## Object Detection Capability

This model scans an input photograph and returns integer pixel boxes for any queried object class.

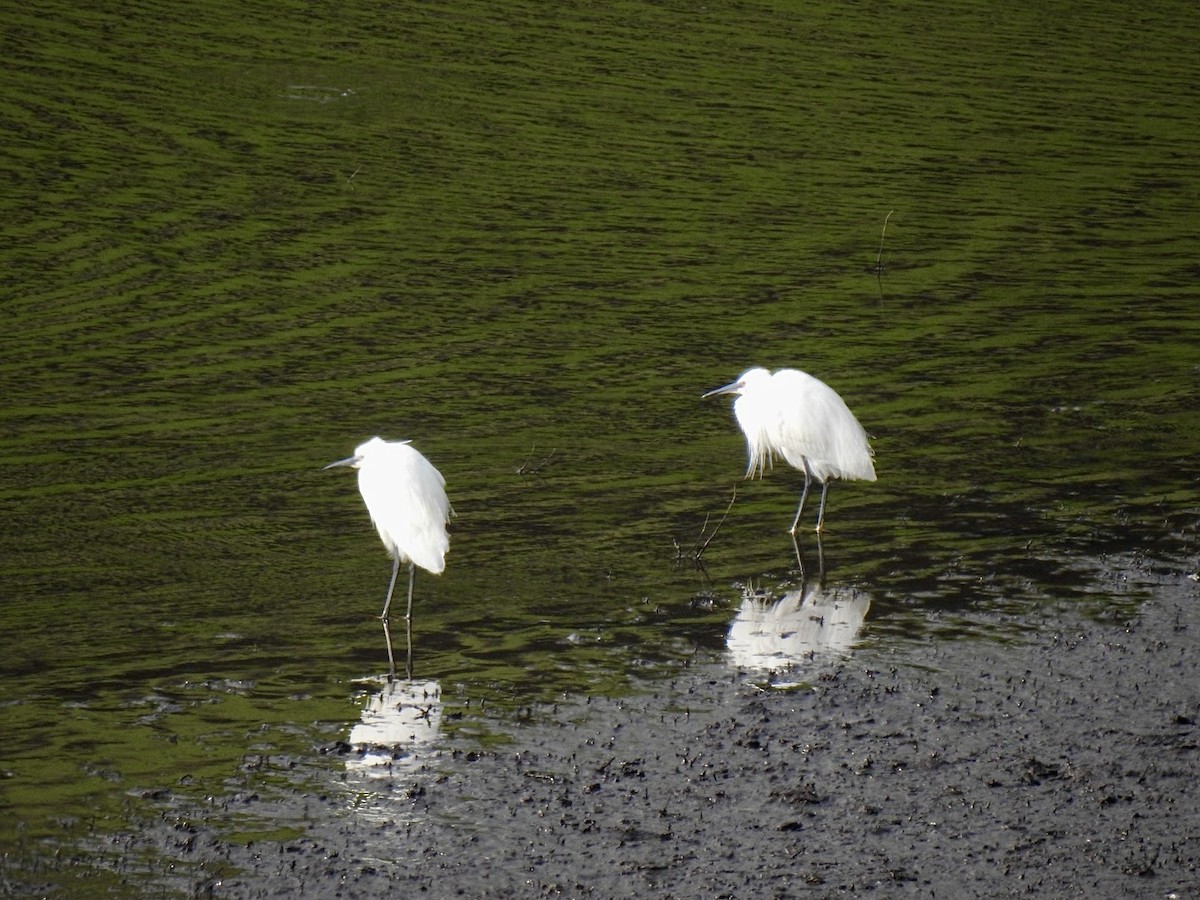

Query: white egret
[325,438,454,628]
[703,368,875,535]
+--
§ **Exercise directions**
Copy out every line of the data above that contains the word "returns".

§ **Solution below**
This model scans an input photograph and returns integer pixel boxes for any queried object class.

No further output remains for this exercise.